[start of Selected extract]

The usual parties lined up on the usual sides, with American Airlines threatening to sue everyone in sight should any change be implemented. American's threats held sway, and the Wright Amendment disappeared from the political radar screen -- until a few weeks ago.
Back then, the Metroplex missed a golden opportunity to stimulate a more competitive commercial aviation market. We pay the price today with virtual monopolies at both Love Field and Dallas/Fort Worth Airport and higher average fares than are found in most major markets.
Had the Wright Amendment been modified or repealed in the late 1980s, our air market today would probably look like Houston's, with two viable airports and a lot more competition at each.
But in today's distressed aviation environment, repeal or modification of the Wright Amendment would have little or no positive impact on competition and could do serious harm to North Texas' aviation infrastructure. A better course would be to prohibit scheduled air service at Love Field and concentrate the region's commercial aviation assets at D/FW.
Consider the following:
• Several legacy carriers are operating in bankruptcy while they and the rest have reduced service, wrested wage and work rule concessions from their employees and pursued other strategies to reduce expenses.
• Combined losses during the past three years have exceeded $30 billion, and recent increases in jet fuel costs will push these losses even higher.
• The so-called discount carriers have also encountered financial stress recently and, with the exception of Southwest, are only marginally profitable. None but Southwest is currently adding flights.
Against this backdrop, Delta Air Lines -- the No. 2 carrier at D/FW -- has decided to reduce the number of daily flights from more than 250 to only 21 by Jan. 31.
Delta's pullout has serious financial implications. The D/FW Airport board estimates that lost landing fees, gate rentals and concession revenues will total $35 million for the balance of fiscal 2004-2005. That's 7 percent of the airport's $494 million operating budget.
Unless other revenue sources are found, the airport may well have to implement cutbacks. Or worse, under agreements with the other airlines currently providing service at D/FW, those carriers could be forced to make up any operating revenue shortfalls.

[end of Selected extract]

• Given request A
Gather every line of the records that contains the word "woman", where case counts.
The Wright Amendment passage and the records are unrelated material.

[start of Records for this task]

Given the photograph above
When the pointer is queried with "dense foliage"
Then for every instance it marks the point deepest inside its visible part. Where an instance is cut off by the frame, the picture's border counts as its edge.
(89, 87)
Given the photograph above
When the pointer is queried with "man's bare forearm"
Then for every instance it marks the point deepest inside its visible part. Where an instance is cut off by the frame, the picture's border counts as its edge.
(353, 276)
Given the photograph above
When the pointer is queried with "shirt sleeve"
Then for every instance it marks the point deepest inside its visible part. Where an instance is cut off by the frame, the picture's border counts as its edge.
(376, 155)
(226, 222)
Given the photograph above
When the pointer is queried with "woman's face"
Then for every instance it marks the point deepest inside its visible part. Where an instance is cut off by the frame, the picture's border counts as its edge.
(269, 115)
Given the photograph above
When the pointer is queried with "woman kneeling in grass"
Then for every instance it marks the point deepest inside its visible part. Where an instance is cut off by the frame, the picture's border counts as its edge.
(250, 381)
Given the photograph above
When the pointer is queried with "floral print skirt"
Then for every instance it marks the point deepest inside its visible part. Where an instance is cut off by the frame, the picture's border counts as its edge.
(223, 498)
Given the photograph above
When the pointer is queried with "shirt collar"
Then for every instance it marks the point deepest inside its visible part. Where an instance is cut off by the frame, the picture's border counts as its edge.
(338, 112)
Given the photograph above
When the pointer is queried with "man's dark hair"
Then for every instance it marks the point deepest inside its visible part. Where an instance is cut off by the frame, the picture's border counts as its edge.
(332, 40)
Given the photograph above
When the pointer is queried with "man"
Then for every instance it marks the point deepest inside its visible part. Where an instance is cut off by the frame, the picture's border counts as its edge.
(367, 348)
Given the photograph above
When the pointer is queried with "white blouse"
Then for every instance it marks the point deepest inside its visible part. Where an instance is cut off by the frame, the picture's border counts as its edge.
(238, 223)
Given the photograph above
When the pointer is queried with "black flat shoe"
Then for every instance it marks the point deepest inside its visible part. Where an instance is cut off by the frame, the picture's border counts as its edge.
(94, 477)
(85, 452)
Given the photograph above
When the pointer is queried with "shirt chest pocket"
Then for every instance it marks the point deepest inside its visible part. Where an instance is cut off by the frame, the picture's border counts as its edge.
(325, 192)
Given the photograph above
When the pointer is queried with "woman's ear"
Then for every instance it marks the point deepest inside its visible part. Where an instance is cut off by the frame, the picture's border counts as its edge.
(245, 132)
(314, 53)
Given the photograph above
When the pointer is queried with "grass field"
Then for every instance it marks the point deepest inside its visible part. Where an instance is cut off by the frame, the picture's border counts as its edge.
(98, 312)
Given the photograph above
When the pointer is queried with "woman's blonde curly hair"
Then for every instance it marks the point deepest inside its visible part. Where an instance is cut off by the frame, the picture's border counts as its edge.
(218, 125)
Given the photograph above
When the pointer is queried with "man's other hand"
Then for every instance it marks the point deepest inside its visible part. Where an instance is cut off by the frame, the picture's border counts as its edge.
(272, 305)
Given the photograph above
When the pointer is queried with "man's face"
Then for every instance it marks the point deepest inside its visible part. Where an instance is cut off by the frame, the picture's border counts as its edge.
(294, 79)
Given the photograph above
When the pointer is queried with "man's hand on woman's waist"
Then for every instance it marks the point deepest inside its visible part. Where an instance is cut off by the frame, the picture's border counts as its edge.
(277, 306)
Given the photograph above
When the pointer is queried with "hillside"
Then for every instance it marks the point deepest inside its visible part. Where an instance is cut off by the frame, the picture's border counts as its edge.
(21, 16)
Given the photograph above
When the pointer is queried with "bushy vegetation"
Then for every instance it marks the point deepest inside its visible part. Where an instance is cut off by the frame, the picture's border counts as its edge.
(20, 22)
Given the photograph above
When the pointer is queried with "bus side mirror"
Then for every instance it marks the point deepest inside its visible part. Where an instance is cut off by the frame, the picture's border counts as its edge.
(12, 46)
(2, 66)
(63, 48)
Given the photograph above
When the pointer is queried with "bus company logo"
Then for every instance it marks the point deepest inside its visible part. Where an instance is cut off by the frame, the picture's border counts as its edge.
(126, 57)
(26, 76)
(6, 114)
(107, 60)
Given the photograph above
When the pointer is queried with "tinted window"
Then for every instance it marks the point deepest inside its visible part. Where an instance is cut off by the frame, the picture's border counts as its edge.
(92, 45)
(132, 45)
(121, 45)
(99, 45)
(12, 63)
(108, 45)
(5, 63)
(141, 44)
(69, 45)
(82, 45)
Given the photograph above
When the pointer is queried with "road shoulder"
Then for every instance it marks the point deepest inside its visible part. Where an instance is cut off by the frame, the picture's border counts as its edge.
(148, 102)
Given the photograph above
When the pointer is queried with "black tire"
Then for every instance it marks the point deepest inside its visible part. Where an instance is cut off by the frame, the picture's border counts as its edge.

[end of Records for this task]

• Given request B
According to the Wright Amendment passage, how much does the D/FW Airport board estimate Delta's pullout will cost in lost revenue for the balance of fiscal 2004-2005?

• Final result A
When the pointer is queried with "woman's face"
When the pointer is queried with "woman kneeling in grass"
When the pointer is queried with "woman's ear"
When the pointer is queried with "woman's blonde curly hair"
When the pointer is queried with "man's hand on woman's waist"

• Final result B
$35 million